### Objectives:
A) In the branding article, how many major areas does the author say Black Sheep considers when thinking about brands?
B) Resume the article on branding beyond a logo and color palette, picking up after its final sentence.

### Extract to read:
————————

Why Branding Is More Than a Logo and Color Palette

23 Dec 2019

Brands are a lot like people, each having a purpose, personality, and voice all its own.

branding-blog Illustration: Jorge Juan Perez/EyeEm/Getty Images

Branding is a thing designers have to explain a lot.

“That’s not your brand.”

“Let’s make this more on brand.”

“Let’s look one more time at our brand guidelines and see if we can find Giddyup anywhere near the section on brand fonts.”

But recently, I had to explain brands to a bunch of people who already knew what they were in a class at Rice University, which meant I finally had to sit down and define exactly how we (the Black Sheep Agency) think differently about brands — what they are, how they work, what they need to do.

Brands live within culture, and so they are a reaction to us and our world and the things that are happening in it. That’s huge. A brand is so much more than a logo and a color palette and not-terrible typefaces. We should be building brands people are excited by and curious about, brands they’ll rally around. We should be building brands that actually make a difference. Why? Because that’s what humanity needs. Because every little bit helps, whether it comes from an individual or a brand. And because if you don’t, someone else will.

The reality is that people’s expectations for brands are very high. Having a good product is not enough. Having a website is not enough. Doing good is not enough. If you’re not wrapping all those things and then some into a cohesive brand that people find delightful, or relatable, or memorable, or human — something — whatever your niche is, you’re going to lose out to a brand that did.

Brands live within culture, and so they are a reaction to us and our world and the things that are happening in it.

What is a brand?

I could easily write a dictionary-style definition, but the reality is that a brand encompasses too many things to list, everything from typefaces to choice of social channels to, quite possibly, employee sock color. So instead we’re just going to think of our brand as a multifaceted, soulful entity with passions, preferences, and an aesthetic all its own.

In short, we’re going to think of our brand like a person. It has to live in the world.

It has to get dressed every day, walk around, communicate, make friends, make choices, maintain connections, have a point of view… and other stuff we’ve never even thought of yet because your brand has to live in the future, too. Whew.

I’ve listed six major areas Black Sheep thinks about when we think about brands. Are there even more brand blah-blahs I could have included? Yes. But this is the combination I think is absolutely necessary to get a handle on everything you need:

Brand purpose

If you’re a nonprofit you call it mission or vision, or if you watched Simon Sinek’s TED Talk you might call it your “why,” but the bottom line is that every brand needs a purpose to guide it. Your purpose is not “to make artisan cheese” or “to make money.” Those are delightful side effects. To truly relate to people, you have to have a direction, a driving force for your brand, a pursuit of purpose.

————————

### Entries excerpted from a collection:

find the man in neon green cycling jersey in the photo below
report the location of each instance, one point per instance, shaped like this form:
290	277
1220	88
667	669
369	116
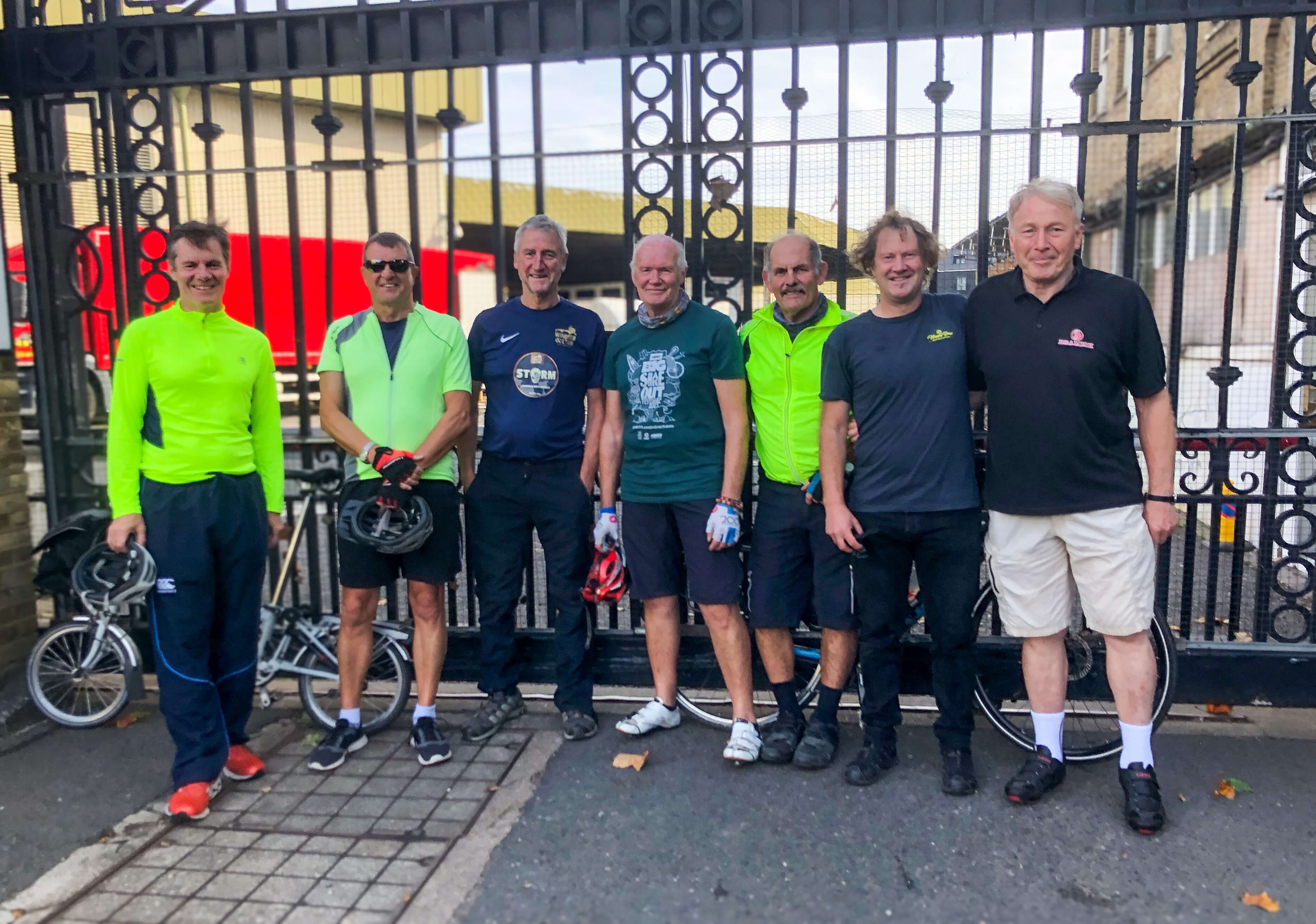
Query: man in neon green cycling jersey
195	459
794	565
395	383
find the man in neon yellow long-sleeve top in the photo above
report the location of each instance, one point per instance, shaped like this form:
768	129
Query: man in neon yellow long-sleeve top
197	476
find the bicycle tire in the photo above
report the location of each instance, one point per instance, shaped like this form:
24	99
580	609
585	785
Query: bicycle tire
58	655
385	697
1090	735
715	711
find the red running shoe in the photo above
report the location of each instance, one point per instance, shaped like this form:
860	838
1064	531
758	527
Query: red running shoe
243	764
193	802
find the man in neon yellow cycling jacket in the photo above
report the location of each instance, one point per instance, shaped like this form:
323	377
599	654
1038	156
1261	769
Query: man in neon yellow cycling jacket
195	464
793	564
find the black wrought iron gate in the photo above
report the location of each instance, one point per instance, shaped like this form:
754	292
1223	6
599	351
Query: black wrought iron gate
305	129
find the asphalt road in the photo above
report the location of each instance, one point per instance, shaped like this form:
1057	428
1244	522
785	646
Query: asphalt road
60	791
691	840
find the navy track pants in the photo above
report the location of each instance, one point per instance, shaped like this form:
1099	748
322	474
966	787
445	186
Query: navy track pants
209	540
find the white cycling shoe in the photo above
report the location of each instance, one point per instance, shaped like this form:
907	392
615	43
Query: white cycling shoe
652	715
744	744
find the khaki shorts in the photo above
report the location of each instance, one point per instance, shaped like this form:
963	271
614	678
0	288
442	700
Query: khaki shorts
1036	561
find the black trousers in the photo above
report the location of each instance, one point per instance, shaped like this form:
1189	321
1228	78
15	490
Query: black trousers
506	502
947	549
209	540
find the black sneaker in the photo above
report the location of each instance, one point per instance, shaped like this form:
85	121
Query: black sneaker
782	738
578	726
873	760
1143	806
957	772
429	743
336	745
1040	775
818	750
494	711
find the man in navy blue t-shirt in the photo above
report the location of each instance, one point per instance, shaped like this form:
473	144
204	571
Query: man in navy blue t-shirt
540	360
902	372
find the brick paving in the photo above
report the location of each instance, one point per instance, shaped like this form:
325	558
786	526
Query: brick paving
296	847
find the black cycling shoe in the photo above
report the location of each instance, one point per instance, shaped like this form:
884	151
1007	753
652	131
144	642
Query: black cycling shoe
957	772
873	760
782	738
1143	806
429	743
578	726
1040	775
336	745
494	711
818	750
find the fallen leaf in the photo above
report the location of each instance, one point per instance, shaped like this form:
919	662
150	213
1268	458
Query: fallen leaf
1263	902
623	761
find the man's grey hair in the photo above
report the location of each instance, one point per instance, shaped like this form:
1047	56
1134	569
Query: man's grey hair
681	250
1053	191
545	224
389	240
815	250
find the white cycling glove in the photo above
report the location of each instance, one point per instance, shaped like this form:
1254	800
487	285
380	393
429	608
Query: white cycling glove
606	534
724	524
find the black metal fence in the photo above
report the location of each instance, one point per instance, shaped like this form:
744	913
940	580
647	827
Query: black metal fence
722	123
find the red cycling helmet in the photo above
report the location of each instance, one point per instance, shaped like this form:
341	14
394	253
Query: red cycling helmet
608	578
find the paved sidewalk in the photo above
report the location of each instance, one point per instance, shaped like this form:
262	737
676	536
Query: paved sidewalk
311	848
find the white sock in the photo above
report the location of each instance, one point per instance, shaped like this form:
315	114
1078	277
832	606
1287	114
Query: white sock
1048	730
1137	745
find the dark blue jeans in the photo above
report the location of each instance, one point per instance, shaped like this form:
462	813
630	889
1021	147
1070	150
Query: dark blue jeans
947	549
506	502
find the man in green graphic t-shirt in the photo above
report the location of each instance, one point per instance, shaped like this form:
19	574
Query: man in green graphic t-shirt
678	434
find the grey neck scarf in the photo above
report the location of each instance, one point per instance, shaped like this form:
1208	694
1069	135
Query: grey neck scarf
652	323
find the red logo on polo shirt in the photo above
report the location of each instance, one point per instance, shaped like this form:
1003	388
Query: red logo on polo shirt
1077	340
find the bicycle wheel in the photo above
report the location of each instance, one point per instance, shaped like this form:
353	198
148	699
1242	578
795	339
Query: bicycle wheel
68	693
1091	723
704	693
383	695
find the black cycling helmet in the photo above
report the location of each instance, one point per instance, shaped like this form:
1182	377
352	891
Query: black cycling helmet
104	578
395	532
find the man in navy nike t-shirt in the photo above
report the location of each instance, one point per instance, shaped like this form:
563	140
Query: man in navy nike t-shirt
540	360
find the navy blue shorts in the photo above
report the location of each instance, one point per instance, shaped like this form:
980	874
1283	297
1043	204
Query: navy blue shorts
666	547
796	571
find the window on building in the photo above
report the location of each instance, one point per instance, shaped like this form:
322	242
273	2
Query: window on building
1103	68
1161	43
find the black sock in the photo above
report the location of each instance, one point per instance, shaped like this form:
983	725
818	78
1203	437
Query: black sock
830	698
786	701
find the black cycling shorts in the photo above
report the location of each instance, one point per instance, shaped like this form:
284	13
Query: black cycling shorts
796	571
436	562
660	539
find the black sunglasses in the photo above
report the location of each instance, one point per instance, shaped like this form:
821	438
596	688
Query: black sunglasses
395	265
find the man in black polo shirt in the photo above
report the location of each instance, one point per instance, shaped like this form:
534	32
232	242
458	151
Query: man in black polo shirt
540	360
1060	348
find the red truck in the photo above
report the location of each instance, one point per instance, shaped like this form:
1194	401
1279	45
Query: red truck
349	297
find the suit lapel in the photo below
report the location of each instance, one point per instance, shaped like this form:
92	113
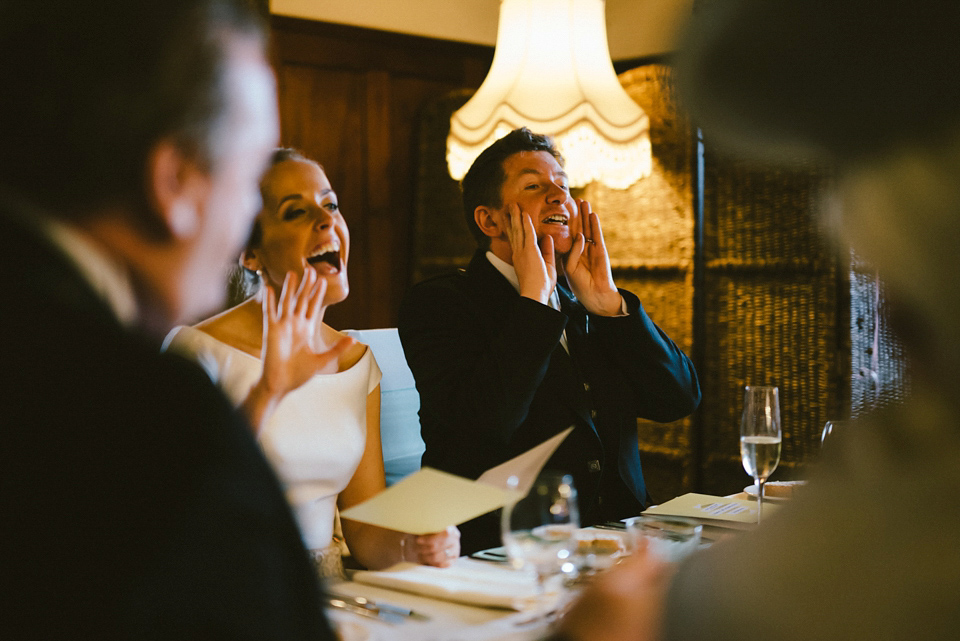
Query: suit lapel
563	379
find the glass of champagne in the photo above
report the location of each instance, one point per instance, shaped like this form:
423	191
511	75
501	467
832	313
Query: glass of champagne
760	436
540	530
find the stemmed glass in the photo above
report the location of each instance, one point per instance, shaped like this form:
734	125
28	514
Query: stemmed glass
760	436
540	530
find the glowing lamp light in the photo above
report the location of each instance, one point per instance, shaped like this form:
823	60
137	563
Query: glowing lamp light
551	72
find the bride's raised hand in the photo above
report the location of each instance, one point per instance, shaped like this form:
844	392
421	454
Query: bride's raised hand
292	349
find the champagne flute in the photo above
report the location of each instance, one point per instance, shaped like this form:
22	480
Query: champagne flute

————————

### Answers given:
A) Six.

B)
Are you trying to make life better for others in a specific way? Maybe to ease the process of grief or give abused, neglected children a shot at a perfectly ordinary childhood? Maybe you work in construction, but your vision for your city is to future-proof it against natural disasters. This is the core of your brand, and if you don’t know who you are/what you care about, no one else will, either.

Whatever you determine your purpose to be, all your decisions, goals, and content should reflect it to your audiences. (This is how we get buzzwords like authenticity and street cred.)

Brand personality

If we’re thinking of our brand as a person, it may help to define a personality for it — internally, of course. It’s not a mascot, but it does serve to help everyone within your organization better understand how your brand works and behaves. It can be a celebrity or celebrities, a made-up persona you endow with certain characteristics, or possibly IRL leadership of your company.

Whether you choose a persona or not, you should definitely choose personality descriptors for your brand: edgy, energetic, welcoming, silly, sarcastic, passionate. You can even endow your brand with quirks and preferences that make sense with its personality (tells dad jokes, loves the Astros, can’t resist an underdog).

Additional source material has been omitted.